• _AVAILABLE DATA_
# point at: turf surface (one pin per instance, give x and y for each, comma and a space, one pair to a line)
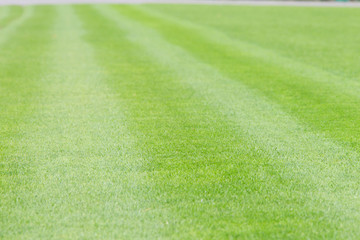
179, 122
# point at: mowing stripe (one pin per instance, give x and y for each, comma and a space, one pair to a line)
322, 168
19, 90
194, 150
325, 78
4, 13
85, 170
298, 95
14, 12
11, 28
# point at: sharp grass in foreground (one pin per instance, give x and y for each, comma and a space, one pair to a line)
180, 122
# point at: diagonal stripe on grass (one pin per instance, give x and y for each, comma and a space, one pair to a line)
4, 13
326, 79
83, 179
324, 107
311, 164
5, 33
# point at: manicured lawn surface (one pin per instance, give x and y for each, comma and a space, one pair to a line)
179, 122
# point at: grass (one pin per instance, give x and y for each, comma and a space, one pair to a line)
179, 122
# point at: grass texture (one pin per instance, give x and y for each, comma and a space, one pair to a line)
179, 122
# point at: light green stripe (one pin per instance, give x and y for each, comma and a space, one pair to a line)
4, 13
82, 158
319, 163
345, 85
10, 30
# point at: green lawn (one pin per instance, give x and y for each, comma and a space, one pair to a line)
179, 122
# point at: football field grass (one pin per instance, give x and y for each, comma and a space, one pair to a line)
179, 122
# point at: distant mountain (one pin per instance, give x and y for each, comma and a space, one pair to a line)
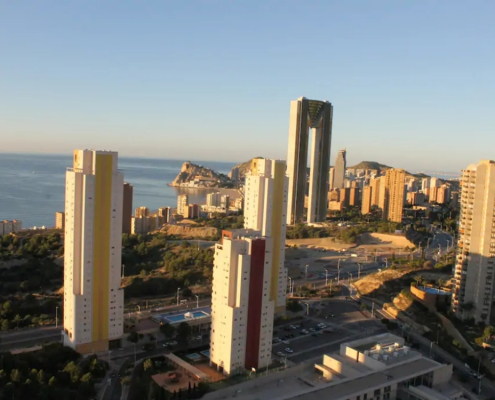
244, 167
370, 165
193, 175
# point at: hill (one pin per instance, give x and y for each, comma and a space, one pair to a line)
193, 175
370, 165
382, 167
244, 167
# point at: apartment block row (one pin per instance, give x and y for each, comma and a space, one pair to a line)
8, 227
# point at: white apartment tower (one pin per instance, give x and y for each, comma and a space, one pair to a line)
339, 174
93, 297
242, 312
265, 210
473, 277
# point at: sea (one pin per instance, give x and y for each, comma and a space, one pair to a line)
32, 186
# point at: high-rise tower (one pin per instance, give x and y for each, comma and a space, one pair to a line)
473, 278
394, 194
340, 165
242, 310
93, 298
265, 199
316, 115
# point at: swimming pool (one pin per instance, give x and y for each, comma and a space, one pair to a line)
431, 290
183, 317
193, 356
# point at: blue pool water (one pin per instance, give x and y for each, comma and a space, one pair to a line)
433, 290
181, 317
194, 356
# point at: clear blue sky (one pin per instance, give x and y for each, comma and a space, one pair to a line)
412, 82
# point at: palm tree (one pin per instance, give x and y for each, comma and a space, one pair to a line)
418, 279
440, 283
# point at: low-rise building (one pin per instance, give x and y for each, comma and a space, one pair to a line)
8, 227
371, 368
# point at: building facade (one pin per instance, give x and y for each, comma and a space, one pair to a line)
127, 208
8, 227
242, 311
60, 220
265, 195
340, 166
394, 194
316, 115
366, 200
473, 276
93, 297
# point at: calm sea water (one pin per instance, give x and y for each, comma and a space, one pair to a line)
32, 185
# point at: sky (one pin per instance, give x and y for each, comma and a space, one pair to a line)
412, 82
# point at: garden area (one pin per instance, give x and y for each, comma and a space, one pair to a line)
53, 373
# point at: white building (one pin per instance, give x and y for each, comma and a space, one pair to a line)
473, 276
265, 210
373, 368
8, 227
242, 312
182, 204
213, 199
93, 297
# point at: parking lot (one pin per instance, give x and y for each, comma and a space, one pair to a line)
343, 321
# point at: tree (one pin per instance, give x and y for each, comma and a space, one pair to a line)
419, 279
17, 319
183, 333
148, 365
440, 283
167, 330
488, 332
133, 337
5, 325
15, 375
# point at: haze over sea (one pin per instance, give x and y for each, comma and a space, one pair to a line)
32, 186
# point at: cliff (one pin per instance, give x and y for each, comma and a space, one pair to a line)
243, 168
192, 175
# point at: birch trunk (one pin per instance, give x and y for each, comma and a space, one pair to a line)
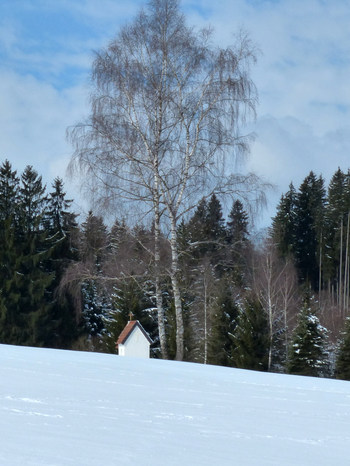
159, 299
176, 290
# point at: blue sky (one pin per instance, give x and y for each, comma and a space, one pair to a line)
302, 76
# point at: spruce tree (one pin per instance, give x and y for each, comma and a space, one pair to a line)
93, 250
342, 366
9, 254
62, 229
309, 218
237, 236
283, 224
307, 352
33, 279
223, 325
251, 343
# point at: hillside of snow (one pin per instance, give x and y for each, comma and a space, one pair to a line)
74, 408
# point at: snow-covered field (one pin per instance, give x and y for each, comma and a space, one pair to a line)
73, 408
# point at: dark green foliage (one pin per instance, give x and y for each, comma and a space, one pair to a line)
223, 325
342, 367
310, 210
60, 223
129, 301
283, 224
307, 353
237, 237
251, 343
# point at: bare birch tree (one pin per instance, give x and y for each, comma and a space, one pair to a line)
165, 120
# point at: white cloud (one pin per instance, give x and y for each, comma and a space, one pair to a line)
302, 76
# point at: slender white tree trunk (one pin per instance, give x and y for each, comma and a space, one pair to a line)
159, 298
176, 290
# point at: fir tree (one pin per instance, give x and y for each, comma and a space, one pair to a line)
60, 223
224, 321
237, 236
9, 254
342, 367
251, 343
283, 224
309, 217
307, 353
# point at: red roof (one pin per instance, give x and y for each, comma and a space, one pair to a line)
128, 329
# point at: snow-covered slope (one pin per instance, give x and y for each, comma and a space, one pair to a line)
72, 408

* * *

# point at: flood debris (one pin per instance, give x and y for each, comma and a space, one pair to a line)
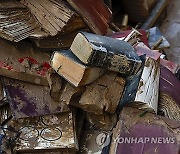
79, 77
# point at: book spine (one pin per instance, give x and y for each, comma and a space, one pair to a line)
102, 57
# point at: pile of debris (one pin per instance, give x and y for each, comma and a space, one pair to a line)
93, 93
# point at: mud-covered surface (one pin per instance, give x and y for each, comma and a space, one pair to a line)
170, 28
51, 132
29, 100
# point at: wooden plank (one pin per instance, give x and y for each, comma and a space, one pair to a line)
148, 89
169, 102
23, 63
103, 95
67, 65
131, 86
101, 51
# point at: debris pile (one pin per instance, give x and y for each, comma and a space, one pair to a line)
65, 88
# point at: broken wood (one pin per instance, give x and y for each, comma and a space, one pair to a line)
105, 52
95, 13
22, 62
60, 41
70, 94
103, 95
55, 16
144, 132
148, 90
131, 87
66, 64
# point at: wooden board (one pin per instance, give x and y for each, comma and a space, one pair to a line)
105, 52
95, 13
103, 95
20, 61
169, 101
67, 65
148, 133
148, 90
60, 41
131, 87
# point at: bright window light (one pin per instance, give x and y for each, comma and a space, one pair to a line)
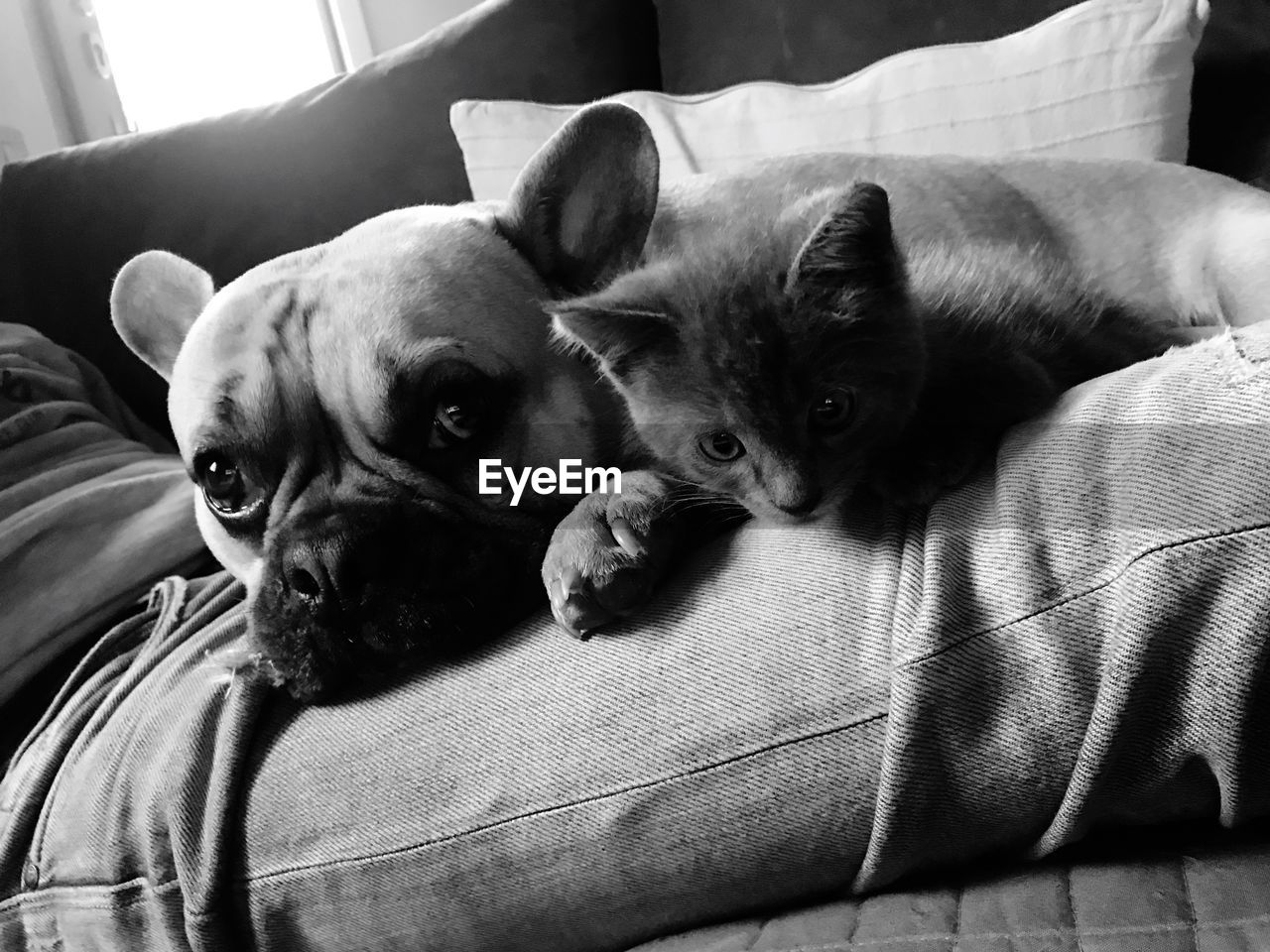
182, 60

• _THE PROBLEM_
From the rows above, report each line that contains the word "green".

• _SOLUTION TO THIS EXERCISE_
# point at: light green stripe (one pin per instance, give x and y for each, comma and a space, one pair to a line)
# point at: green lawn (one pin per instance, give x and y for each, comma and a space, one pair to a line)
# point at: dark green foliage (one pin per instance, give x and y for each, comma and a space, one pair to a line)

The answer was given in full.